### What to work on
Return every line from the entries below that contains the string "brick", copying each line in full. The match is case-sensitive.

[Saved entries]
Begin
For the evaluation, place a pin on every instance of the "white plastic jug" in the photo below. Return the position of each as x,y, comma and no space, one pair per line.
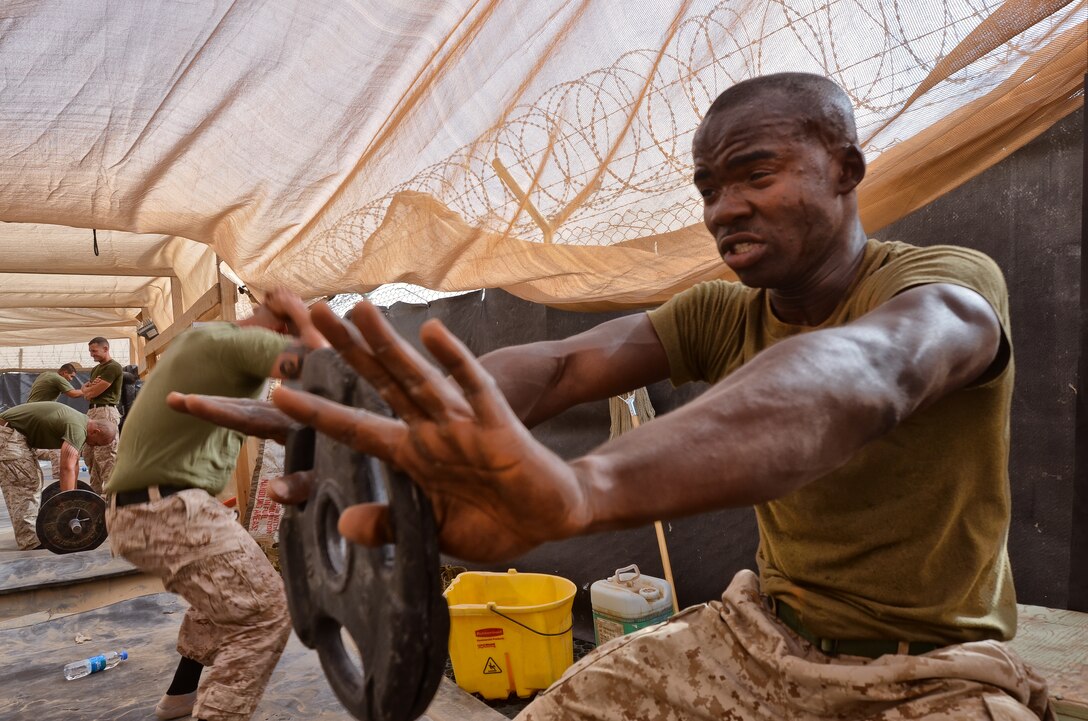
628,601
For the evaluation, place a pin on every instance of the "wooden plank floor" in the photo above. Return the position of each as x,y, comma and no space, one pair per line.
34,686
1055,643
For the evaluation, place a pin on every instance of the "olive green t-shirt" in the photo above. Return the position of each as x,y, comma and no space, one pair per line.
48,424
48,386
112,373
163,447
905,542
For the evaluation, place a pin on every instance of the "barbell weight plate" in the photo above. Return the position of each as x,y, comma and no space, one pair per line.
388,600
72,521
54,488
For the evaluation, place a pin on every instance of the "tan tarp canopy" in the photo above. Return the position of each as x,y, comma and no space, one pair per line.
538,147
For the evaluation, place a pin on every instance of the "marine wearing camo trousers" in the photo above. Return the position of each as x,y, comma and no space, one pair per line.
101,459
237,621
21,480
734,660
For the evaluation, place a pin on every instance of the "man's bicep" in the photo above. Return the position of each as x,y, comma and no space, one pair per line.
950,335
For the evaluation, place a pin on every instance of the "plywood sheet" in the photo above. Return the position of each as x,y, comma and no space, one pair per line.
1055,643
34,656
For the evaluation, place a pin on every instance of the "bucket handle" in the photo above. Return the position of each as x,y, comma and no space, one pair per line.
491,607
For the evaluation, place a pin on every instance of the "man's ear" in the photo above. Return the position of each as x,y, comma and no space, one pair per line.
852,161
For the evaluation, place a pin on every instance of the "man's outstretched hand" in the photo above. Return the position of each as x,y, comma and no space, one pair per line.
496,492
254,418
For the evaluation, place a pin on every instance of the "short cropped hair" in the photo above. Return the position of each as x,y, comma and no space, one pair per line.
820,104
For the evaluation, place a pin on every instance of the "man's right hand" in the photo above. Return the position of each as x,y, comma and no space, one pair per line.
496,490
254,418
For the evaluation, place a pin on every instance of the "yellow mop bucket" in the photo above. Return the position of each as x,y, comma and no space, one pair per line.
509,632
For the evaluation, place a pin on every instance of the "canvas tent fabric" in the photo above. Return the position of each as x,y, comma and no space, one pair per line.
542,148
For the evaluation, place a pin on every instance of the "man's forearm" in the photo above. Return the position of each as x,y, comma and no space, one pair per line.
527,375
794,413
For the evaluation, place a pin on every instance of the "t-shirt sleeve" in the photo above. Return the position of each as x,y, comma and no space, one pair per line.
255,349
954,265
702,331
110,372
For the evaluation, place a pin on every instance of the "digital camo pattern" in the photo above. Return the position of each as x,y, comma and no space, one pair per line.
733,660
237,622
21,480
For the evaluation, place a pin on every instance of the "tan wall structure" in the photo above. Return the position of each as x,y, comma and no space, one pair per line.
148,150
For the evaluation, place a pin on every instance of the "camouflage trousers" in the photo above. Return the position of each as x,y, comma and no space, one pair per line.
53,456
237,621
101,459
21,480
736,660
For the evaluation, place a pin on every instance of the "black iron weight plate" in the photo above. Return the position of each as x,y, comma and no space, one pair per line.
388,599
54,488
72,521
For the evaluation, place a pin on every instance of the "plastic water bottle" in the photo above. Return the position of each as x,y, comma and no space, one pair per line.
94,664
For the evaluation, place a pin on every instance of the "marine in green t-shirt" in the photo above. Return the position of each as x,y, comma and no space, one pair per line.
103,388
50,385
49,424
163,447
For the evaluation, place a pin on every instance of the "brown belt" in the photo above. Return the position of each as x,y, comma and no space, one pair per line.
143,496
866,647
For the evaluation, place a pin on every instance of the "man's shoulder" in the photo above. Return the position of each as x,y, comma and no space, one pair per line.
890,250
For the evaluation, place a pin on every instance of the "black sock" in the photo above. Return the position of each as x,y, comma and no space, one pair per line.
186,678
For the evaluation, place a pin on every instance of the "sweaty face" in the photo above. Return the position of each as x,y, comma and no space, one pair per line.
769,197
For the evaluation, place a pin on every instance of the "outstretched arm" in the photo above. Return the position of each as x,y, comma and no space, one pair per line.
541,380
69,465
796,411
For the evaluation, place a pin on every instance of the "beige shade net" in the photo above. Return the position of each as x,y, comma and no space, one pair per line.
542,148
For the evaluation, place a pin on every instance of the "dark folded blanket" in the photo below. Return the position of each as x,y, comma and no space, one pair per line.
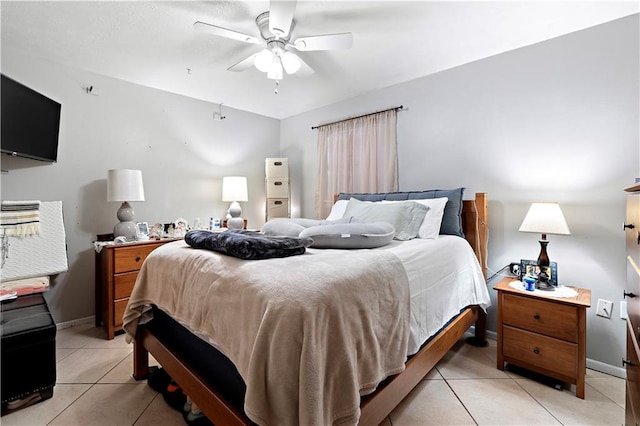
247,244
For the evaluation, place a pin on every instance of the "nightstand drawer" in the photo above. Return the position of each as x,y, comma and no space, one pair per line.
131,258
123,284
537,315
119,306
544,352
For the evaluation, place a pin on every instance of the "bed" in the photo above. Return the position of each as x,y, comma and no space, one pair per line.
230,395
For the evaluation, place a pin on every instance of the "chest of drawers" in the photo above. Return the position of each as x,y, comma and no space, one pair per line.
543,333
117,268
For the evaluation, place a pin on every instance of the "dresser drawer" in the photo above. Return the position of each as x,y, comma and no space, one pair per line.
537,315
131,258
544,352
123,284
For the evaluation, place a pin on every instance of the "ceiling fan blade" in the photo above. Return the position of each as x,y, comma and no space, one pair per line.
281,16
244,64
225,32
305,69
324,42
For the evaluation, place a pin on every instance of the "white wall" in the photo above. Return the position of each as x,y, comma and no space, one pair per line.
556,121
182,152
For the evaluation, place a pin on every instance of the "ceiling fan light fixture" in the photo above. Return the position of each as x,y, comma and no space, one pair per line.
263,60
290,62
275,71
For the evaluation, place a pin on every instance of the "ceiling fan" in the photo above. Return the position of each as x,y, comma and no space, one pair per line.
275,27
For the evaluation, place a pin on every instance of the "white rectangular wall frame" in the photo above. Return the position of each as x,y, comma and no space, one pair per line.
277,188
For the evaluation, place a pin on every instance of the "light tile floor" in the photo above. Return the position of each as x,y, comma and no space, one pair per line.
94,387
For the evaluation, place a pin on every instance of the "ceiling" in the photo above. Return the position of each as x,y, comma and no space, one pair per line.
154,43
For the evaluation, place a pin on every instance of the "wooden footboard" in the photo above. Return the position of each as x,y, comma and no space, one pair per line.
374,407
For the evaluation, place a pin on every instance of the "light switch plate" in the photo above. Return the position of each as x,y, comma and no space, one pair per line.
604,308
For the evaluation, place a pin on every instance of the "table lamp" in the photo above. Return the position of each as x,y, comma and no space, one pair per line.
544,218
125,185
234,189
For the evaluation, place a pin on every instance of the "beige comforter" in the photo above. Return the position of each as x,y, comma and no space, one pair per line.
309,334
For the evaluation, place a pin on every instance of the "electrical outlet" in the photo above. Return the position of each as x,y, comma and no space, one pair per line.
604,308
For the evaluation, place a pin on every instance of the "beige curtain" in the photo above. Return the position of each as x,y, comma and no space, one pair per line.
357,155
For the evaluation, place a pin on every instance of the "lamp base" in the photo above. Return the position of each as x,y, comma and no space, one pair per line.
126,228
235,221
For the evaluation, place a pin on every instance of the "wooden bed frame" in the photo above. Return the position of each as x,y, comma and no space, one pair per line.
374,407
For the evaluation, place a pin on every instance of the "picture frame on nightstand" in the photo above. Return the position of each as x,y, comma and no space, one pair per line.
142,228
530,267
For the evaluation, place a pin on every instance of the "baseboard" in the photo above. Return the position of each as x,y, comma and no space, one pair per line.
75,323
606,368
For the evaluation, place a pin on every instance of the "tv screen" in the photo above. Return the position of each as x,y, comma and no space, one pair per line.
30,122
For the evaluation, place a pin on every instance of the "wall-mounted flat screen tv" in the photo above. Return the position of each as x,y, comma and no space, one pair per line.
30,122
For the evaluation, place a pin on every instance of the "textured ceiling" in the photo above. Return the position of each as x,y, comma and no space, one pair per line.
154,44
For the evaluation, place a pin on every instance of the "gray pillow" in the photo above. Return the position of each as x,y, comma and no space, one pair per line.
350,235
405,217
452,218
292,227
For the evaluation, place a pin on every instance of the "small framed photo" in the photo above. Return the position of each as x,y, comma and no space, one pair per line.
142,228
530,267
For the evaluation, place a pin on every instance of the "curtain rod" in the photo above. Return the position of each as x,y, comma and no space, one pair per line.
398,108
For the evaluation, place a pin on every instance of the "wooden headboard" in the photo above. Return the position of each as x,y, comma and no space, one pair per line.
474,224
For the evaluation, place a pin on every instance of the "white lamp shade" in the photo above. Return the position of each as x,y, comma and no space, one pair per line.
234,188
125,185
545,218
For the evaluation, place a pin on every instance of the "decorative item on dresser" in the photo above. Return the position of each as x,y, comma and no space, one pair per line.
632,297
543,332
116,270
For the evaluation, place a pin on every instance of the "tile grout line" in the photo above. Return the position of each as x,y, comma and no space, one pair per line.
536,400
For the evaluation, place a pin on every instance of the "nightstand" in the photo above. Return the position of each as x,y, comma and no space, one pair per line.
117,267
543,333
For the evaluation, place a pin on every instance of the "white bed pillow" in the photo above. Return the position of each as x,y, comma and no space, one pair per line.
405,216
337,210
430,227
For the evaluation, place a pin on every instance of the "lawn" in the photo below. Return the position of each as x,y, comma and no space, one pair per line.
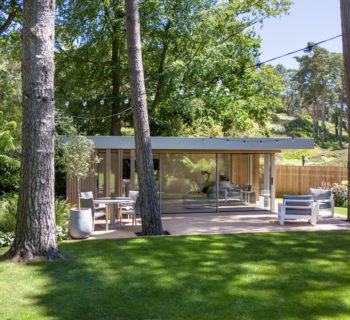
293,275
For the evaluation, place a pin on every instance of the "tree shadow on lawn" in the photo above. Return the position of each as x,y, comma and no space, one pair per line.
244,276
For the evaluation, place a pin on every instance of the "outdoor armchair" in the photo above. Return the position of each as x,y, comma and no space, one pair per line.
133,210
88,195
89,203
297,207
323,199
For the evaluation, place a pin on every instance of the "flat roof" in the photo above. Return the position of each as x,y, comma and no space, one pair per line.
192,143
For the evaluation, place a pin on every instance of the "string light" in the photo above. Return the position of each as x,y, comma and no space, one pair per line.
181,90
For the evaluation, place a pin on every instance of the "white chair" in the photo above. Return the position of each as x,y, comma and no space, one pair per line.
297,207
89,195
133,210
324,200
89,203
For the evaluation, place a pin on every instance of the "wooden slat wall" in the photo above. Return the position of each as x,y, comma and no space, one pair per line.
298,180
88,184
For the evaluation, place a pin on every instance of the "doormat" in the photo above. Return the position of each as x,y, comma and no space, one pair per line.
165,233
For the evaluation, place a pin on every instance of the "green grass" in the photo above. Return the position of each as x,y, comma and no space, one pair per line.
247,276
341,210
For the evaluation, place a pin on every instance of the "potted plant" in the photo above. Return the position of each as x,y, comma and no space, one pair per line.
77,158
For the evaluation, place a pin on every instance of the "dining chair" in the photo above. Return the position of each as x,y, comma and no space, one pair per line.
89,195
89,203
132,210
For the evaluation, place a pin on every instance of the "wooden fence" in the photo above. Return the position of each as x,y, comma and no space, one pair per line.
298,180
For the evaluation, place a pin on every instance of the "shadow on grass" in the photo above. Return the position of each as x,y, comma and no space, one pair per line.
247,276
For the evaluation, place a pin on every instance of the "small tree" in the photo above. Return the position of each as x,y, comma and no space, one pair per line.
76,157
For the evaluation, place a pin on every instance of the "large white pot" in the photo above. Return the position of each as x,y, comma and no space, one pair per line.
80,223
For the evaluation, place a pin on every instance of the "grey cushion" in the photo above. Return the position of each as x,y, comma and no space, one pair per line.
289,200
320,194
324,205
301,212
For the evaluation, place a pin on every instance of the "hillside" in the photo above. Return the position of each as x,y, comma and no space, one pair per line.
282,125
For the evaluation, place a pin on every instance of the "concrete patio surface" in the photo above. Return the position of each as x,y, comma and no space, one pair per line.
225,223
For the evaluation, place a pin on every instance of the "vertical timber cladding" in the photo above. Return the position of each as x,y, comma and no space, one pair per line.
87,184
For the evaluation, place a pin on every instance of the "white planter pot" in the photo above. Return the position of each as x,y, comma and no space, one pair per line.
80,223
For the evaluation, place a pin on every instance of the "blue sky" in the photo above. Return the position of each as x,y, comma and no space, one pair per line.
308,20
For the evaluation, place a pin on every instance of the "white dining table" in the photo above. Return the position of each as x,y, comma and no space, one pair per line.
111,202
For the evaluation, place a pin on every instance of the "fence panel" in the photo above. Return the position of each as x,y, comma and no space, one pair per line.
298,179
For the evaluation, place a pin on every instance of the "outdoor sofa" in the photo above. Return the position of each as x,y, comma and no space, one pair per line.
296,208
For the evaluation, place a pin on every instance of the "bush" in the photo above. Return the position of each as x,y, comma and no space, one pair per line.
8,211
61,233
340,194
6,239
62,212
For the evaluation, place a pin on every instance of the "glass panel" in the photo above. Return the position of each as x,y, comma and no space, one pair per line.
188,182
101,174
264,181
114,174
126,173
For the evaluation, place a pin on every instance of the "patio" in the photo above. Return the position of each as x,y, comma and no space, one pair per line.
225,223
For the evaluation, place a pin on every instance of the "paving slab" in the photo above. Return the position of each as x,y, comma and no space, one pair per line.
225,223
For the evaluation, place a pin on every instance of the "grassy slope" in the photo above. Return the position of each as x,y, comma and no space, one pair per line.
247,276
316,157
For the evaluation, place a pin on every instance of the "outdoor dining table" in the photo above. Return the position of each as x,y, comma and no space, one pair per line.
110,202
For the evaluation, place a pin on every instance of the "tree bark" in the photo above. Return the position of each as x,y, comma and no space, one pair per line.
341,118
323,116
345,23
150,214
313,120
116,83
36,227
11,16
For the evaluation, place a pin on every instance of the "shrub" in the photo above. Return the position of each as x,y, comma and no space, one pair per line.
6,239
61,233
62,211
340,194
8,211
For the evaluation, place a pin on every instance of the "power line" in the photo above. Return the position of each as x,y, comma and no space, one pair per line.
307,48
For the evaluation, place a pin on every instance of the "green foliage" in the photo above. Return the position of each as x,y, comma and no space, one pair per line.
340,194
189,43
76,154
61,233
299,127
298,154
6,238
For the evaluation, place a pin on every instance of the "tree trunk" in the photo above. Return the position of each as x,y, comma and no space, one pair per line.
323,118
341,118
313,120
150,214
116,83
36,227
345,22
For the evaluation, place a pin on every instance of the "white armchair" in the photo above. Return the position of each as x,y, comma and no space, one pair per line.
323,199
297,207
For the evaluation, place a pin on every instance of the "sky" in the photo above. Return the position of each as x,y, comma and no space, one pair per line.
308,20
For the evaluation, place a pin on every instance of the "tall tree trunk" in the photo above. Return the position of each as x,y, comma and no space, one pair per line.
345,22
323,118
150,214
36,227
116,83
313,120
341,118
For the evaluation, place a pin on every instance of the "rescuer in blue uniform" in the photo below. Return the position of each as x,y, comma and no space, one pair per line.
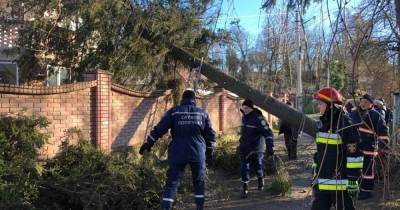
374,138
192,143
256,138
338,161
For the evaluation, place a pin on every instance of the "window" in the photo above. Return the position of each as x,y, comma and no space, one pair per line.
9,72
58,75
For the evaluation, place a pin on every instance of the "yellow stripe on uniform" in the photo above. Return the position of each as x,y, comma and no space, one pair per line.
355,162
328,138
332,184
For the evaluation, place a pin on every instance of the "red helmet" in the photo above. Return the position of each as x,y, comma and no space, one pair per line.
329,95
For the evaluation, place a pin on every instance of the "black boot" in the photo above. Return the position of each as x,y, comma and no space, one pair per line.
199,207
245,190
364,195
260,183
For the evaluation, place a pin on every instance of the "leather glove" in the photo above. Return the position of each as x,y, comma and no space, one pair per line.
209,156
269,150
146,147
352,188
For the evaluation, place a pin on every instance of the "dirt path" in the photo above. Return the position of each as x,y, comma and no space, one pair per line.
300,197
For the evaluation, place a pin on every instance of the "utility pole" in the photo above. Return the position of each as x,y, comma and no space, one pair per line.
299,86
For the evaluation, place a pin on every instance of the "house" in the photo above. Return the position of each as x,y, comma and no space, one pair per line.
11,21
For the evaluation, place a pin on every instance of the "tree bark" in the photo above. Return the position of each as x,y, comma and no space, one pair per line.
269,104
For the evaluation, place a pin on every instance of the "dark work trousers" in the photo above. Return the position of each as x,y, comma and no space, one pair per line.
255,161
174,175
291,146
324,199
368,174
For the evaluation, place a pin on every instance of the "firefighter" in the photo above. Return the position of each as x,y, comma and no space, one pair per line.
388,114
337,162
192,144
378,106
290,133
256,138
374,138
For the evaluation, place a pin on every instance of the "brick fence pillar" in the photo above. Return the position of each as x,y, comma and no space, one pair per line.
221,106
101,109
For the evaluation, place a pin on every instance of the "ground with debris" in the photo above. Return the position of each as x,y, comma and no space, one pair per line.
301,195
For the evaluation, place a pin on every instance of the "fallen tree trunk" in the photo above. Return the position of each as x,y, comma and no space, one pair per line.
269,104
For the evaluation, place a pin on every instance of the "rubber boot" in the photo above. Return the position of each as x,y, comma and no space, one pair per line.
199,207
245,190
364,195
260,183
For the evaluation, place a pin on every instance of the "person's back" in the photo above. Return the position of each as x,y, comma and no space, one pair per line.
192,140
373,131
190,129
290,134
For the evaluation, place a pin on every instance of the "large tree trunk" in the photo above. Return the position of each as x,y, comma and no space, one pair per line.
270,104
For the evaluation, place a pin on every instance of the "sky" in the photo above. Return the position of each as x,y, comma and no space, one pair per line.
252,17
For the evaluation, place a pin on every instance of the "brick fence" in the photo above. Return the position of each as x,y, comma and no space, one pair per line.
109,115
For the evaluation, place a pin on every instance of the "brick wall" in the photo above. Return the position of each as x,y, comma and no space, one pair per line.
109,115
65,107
End
### Exercise result
For the evaluation, place a pin on every instance of the "brick fence pillar" in the photo above. Return the position of each as x,y, comma and no space, one pair per line.
For the evaluation, place a pin on every instance of the "brick fence" in the photo above. Return the position of each as x,y, comma and no space, one pair per line.
For the evaluation, place a pin on every instance of the "brick wall" in the photo above. Return the position of each as x,y, comma and no space, one pair per line.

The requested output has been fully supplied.